Activity - Print, exactly as written, the line containing "Target: shirt placket" and every line after it, ending with the final line of the data below.

Record extracts -
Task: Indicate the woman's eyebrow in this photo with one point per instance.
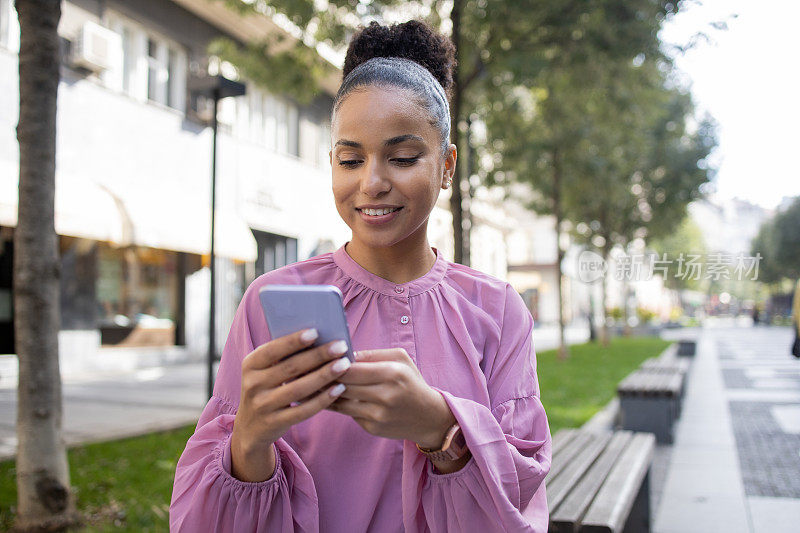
(387, 142)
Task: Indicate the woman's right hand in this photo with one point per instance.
(270, 386)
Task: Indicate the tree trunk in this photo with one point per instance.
(563, 351)
(44, 498)
(460, 234)
(604, 336)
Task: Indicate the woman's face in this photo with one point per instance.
(388, 166)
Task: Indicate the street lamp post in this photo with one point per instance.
(215, 88)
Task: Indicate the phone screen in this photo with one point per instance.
(290, 308)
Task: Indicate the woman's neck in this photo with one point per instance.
(400, 263)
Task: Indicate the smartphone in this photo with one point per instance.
(290, 308)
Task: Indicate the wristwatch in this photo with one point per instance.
(454, 446)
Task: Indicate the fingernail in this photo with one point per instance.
(309, 335)
(341, 365)
(338, 348)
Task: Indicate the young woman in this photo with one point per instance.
(438, 425)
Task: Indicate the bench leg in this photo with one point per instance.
(653, 414)
(639, 517)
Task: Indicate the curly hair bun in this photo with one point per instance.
(413, 40)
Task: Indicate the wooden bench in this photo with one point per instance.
(687, 347)
(650, 397)
(600, 481)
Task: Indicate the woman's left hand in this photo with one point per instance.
(388, 397)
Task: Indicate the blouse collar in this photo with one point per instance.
(410, 288)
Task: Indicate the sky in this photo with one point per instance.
(748, 78)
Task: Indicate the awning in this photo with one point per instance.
(90, 210)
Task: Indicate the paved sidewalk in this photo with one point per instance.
(118, 405)
(735, 463)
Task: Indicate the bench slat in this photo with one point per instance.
(569, 513)
(572, 473)
(613, 502)
(568, 452)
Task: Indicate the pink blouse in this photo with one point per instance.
(469, 334)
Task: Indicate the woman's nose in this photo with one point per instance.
(374, 181)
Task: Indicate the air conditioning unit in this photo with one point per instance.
(96, 47)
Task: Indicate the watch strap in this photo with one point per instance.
(454, 446)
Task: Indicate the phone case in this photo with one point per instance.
(290, 308)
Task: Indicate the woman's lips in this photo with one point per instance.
(378, 219)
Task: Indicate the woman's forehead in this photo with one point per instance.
(376, 113)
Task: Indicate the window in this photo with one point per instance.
(5, 16)
(274, 251)
(293, 141)
(150, 67)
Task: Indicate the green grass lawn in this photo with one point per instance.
(126, 484)
(575, 389)
(123, 485)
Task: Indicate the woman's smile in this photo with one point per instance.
(378, 215)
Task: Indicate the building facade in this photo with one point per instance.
(133, 178)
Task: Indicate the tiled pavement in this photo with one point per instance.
(735, 463)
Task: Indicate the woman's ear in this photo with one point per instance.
(449, 167)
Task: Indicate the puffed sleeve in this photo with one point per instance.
(501, 488)
(205, 496)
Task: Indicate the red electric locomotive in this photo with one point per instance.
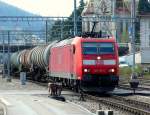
(88, 63)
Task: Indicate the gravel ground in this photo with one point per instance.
(88, 104)
(15, 84)
(145, 99)
(92, 105)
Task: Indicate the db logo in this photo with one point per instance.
(99, 62)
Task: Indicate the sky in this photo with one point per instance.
(45, 7)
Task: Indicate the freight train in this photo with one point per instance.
(87, 63)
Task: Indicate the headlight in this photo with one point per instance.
(85, 70)
(112, 70)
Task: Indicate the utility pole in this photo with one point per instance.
(114, 18)
(3, 55)
(46, 27)
(8, 63)
(133, 16)
(75, 21)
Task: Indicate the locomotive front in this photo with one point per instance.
(99, 64)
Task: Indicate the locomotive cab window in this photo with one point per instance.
(97, 48)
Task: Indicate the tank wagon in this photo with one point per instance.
(87, 63)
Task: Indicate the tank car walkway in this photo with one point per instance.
(32, 99)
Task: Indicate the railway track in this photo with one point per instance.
(117, 102)
(131, 106)
(140, 88)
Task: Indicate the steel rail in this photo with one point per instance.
(124, 104)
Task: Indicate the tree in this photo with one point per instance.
(143, 6)
(68, 25)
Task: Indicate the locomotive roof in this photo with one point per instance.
(69, 41)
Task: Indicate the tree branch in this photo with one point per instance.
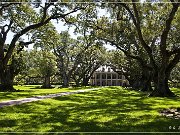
(167, 28)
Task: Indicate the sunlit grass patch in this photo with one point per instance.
(34, 90)
(112, 109)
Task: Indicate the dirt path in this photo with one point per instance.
(26, 100)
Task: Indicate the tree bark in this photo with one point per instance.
(85, 81)
(47, 83)
(6, 80)
(161, 87)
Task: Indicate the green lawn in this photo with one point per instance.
(33, 90)
(111, 109)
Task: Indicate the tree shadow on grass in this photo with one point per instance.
(107, 110)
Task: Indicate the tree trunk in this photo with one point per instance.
(6, 80)
(161, 87)
(77, 83)
(85, 81)
(47, 83)
(65, 81)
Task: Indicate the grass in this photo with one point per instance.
(33, 90)
(111, 109)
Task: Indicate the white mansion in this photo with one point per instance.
(105, 76)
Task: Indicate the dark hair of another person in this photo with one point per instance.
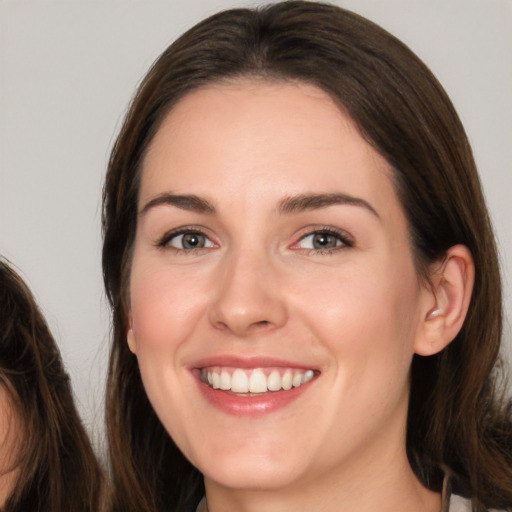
(458, 420)
(58, 471)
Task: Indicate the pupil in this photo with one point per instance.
(193, 241)
(323, 240)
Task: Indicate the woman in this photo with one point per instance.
(304, 281)
(47, 463)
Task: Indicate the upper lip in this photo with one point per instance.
(249, 362)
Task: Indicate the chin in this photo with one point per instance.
(252, 475)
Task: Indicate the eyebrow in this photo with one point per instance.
(292, 204)
(306, 202)
(183, 201)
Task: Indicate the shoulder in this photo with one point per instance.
(460, 504)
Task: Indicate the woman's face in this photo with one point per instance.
(275, 305)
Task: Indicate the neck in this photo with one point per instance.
(368, 483)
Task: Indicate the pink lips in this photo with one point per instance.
(247, 404)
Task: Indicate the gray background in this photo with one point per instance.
(67, 72)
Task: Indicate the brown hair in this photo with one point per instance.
(456, 419)
(57, 469)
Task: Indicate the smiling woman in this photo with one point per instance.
(304, 282)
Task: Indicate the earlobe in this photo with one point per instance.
(452, 285)
(130, 336)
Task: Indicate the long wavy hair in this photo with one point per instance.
(56, 469)
(458, 420)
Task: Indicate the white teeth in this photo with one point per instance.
(259, 380)
(239, 382)
(297, 380)
(287, 380)
(225, 381)
(274, 381)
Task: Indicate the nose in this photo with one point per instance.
(249, 297)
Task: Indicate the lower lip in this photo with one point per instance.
(255, 405)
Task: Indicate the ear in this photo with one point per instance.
(449, 297)
(130, 336)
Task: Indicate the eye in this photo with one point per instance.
(187, 240)
(324, 240)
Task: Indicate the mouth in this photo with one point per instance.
(255, 381)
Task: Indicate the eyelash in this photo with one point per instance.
(164, 242)
(342, 236)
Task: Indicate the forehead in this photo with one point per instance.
(240, 137)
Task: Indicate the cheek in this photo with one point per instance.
(165, 307)
(366, 312)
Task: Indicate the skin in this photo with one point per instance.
(355, 313)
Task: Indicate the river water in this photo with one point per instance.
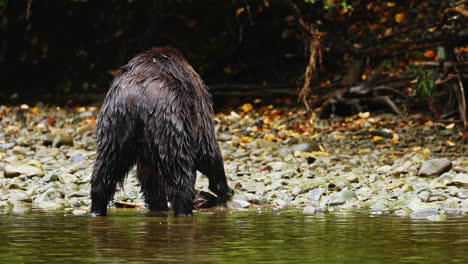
(268, 236)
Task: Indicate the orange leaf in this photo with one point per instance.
(247, 107)
(35, 111)
(429, 54)
(399, 17)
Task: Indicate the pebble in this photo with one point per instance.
(19, 167)
(322, 168)
(309, 210)
(435, 167)
(461, 180)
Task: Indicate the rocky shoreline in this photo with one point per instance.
(274, 157)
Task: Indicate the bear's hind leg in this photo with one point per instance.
(181, 189)
(110, 169)
(152, 186)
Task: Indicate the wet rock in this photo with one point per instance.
(384, 169)
(402, 212)
(435, 167)
(86, 128)
(47, 139)
(393, 185)
(424, 196)
(241, 203)
(19, 195)
(417, 205)
(307, 146)
(50, 177)
(79, 194)
(309, 210)
(79, 212)
(19, 167)
(424, 213)
(48, 205)
(261, 143)
(5, 146)
(341, 197)
(20, 207)
(446, 178)
(315, 194)
(463, 194)
(67, 178)
(461, 180)
(280, 203)
(296, 191)
(62, 139)
(224, 137)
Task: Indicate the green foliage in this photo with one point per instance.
(330, 4)
(424, 81)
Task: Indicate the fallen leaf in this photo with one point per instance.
(247, 107)
(399, 17)
(429, 54)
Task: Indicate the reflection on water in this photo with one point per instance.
(130, 236)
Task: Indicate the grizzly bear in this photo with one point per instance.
(158, 115)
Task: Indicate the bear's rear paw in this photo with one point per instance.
(94, 214)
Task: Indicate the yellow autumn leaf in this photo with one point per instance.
(269, 136)
(35, 111)
(399, 17)
(363, 151)
(247, 107)
(450, 126)
(320, 153)
(245, 139)
(377, 138)
(240, 11)
(339, 136)
(364, 115)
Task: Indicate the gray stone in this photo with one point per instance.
(86, 128)
(424, 213)
(47, 139)
(296, 191)
(261, 143)
(417, 205)
(446, 177)
(315, 194)
(67, 178)
(424, 196)
(435, 167)
(463, 194)
(62, 139)
(5, 146)
(341, 197)
(18, 167)
(19, 195)
(79, 194)
(241, 203)
(280, 203)
(309, 210)
(79, 212)
(307, 147)
(461, 180)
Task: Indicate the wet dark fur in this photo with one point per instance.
(158, 115)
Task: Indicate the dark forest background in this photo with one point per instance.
(67, 52)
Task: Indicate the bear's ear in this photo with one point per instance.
(168, 51)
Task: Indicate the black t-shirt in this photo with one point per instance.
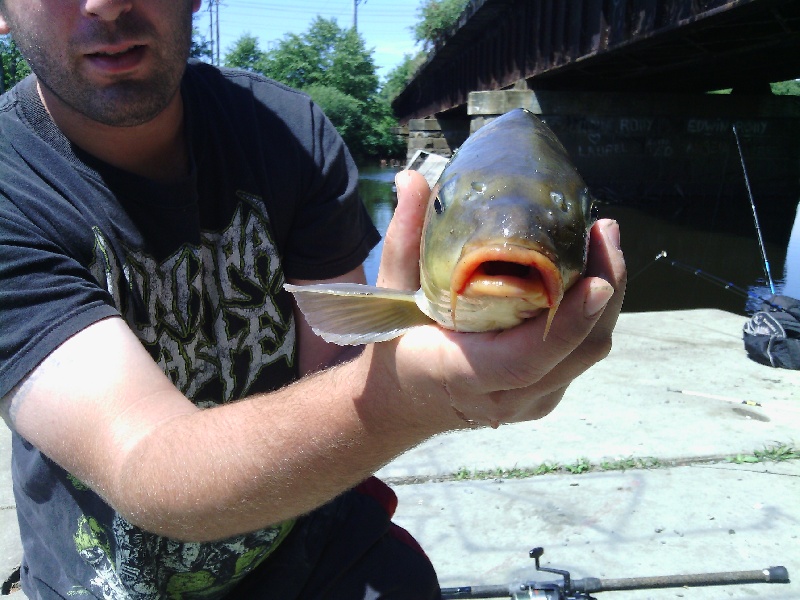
(195, 268)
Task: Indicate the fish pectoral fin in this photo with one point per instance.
(350, 314)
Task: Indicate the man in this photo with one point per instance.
(149, 214)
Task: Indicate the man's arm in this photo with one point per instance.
(102, 409)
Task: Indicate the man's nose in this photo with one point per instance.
(107, 10)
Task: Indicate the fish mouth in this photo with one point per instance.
(508, 271)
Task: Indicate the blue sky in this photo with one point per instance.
(384, 24)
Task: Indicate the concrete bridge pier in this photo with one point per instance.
(673, 153)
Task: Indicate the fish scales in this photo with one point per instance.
(505, 235)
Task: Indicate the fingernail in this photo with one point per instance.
(612, 231)
(596, 300)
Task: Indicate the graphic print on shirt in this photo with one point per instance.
(208, 316)
(206, 313)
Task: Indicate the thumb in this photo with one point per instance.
(400, 258)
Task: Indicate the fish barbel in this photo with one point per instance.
(505, 235)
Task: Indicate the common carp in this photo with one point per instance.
(505, 235)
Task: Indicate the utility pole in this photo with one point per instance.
(213, 25)
(355, 13)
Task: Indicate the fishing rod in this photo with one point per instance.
(731, 287)
(755, 215)
(580, 589)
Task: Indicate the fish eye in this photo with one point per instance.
(560, 201)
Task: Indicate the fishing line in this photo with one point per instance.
(711, 278)
(755, 215)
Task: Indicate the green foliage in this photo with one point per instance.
(786, 88)
(398, 78)
(436, 17)
(344, 111)
(245, 54)
(334, 67)
(13, 68)
(201, 46)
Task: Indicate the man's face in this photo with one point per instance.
(117, 62)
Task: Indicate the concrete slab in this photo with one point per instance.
(10, 545)
(635, 403)
(612, 525)
(672, 390)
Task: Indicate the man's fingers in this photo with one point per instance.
(607, 262)
(400, 258)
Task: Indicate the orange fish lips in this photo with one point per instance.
(508, 271)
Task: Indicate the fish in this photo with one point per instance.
(505, 235)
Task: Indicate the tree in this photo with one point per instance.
(334, 67)
(437, 17)
(245, 54)
(13, 68)
(397, 79)
(201, 45)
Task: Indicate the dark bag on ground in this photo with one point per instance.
(772, 335)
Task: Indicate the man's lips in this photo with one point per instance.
(117, 60)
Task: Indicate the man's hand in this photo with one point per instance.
(502, 376)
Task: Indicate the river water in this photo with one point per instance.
(728, 253)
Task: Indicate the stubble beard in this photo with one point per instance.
(125, 103)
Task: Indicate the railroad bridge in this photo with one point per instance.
(624, 84)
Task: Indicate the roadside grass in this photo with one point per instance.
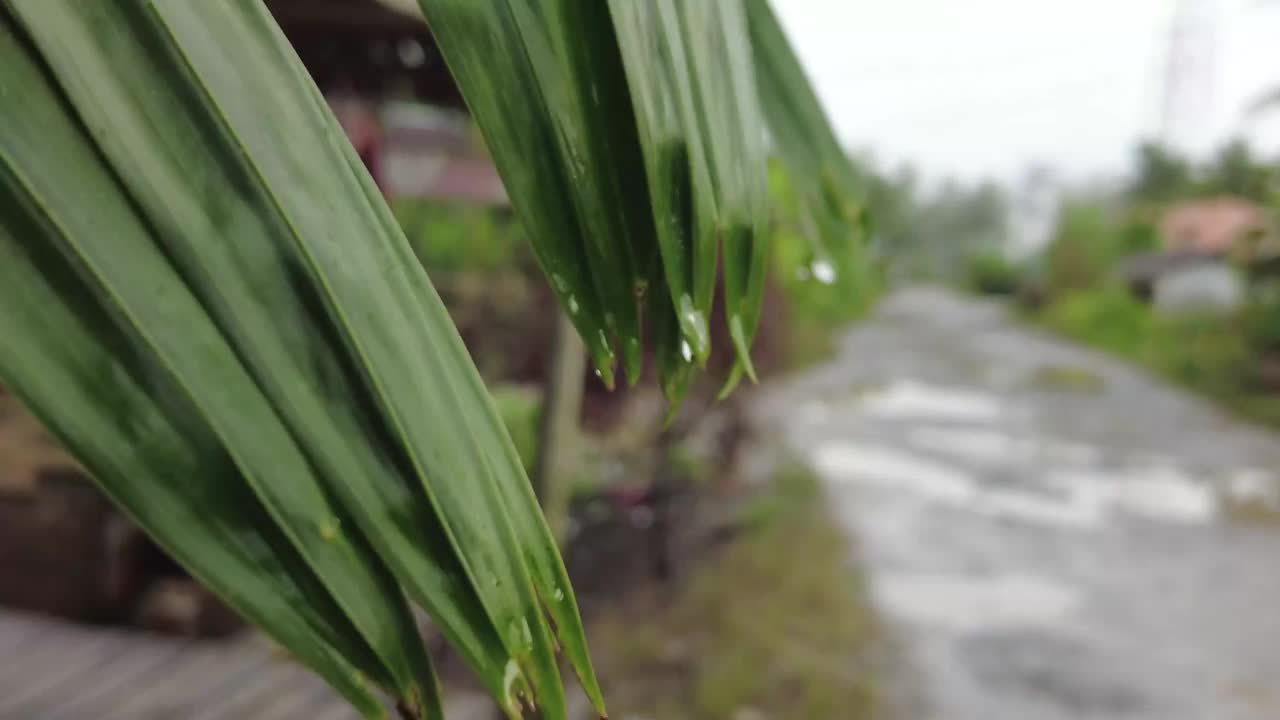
(1208, 355)
(773, 625)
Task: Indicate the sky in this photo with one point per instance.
(987, 89)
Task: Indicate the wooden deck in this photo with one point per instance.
(55, 670)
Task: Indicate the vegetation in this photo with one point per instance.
(1217, 356)
(216, 311)
(993, 273)
(732, 642)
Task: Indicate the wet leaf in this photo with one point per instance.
(232, 228)
(821, 172)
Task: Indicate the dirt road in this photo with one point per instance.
(1050, 533)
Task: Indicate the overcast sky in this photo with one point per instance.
(988, 87)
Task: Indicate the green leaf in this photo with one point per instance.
(821, 172)
(274, 287)
(97, 384)
(657, 72)
(735, 206)
(485, 49)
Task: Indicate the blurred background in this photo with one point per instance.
(1022, 466)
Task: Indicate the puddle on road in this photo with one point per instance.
(895, 469)
(912, 399)
(1064, 496)
(969, 604)
(988, 446)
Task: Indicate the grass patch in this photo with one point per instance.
(1214, 356)
(776, 625)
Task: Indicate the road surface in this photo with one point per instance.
(1050, 533)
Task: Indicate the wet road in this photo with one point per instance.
(1050, 533)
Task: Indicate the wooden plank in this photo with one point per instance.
(138, 662)
(49, 669)
(169, 696)
(245, 698)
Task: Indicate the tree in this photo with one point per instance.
(1161, 176)
(205, 297)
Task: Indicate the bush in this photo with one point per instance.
(1109, 318)
(992, 273)
(458, 237)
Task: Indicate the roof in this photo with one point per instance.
(374, 48)
(1214, 224)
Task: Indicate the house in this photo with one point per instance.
(1208, 247)
(379, 67)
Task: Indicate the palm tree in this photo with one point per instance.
(204, 296)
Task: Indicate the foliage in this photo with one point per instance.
(1162, 176)
(993, 273)
(458, 237)
(1208, 354)
(823, 294)
(521, 410)
(731, 643)
(1107, 318)
(222, 318)
(1083, 250)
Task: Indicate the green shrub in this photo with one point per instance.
(1109, 318)
(992, 273)
(460, 237)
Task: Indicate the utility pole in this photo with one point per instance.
(1191, 74)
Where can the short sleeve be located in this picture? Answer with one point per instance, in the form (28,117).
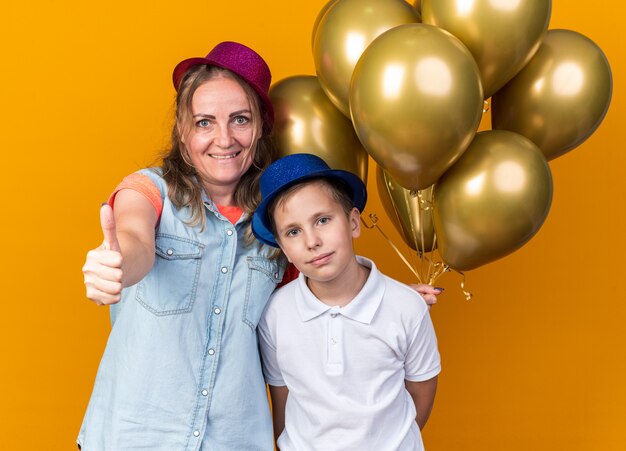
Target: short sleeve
(142,184)
(291,274)
(267,343)
(422,360)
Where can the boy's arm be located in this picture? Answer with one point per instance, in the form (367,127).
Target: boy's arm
(423,394)
(279,400)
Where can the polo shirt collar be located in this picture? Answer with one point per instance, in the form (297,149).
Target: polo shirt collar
(362,308)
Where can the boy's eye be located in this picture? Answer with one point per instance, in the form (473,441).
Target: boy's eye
(324,220)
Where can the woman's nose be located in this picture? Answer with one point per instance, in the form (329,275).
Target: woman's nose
(224,136)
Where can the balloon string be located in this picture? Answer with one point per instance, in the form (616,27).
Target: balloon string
(419,244)
(375,225)
(467,294)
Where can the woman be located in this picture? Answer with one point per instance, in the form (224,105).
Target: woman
(181,368)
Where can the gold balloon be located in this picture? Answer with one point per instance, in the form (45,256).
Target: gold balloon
(560,98)
(343,34)
(319,18)
(410,212)
(417,4)
(492,201)
(416,102)
(502,35)
(307,122)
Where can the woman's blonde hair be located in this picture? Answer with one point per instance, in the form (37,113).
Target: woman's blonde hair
(183,181)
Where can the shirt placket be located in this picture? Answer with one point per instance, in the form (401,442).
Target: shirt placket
(334,343)
(215,325)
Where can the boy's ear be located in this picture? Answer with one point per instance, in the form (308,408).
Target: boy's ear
(283,251)
(355,222)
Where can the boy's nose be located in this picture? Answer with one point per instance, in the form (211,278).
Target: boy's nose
(313,241)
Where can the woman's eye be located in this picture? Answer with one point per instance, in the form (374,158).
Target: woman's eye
(241,120)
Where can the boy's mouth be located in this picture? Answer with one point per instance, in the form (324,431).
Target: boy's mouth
(320,259)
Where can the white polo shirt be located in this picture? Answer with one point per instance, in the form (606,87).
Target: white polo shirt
(345,367)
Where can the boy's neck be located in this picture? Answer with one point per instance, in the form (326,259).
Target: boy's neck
(342,290)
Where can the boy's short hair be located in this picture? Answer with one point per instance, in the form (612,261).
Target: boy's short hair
(337,188)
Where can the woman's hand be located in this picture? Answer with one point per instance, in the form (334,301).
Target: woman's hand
(428,292)
(103,265)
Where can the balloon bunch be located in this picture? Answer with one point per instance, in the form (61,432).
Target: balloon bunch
(406,82)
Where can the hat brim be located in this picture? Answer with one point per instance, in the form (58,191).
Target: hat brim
(260,220)
(181,69)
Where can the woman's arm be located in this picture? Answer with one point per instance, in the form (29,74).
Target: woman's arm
(279,401)
(127,251)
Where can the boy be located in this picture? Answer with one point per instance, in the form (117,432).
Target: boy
(349,354)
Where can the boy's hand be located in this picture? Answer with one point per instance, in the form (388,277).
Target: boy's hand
(428,292)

Result of this task -
Target: shirt placket
(334,343)
(215,325)
Where can the boy's ear be located in this picture? Answer with one point per instance, in the form (308,408).
Target: boy's ear
(283,251)
(355,222)
Where can the boy's nose be located in this picture? Answer with one point per instance, in the form (211,278).
Target: boy's nose
(313,241)
Where can the woman's eye be located in this picture? Answer with one point per instance, in the form (374,158).
Target: woman's eye
(241,120)
Where can the boy's mouth be located in this picture? Answer with one point per instance, in the form (324,431).
Target: boy's mouth
(320,259)
Where can the white polo shirt be located in this picture? Answer with one point per instance, in the form (606,87).
Target: white polo shirt
(345,367)
Where can the boy's neck be located in this picture? Answer with one point per instance, in the form (326,259).
Target: boy's neck
(342,290)
Where can the boy's short hair be located in this picture? Answer with one point per instance, in the form (612,261).
Target: boy's short hair
(337,188)
Where can the woman's hand be located in this picture? Answer with one point per instance, in the form (334,301).
Target: woman's hand
(428,292)
(103,265)
Where can the balloon bunch be located in this picture? Answer with one point per instance, in the form (61,432).
Target: balloon bunch
(406,82)
Where can the hat brim be located in this picture? Answer with one point per instance, in the form (58,191).
Target: hat brim
(260,220)
(181,69)
Where can the woman's arm be located in this picture? Answer with one point per instance, in the form (29,74).
Target: woman's arm
(279,401)
(127,251)
Where can the boy be located in this picture? Answer with one point per instance, in the form (117,432).
Target: boy
(349,354)
Where can the boy's hand be located in this picture? Answer with one point per instance, in the form (388,277).
Target: boy's hand
(428,292)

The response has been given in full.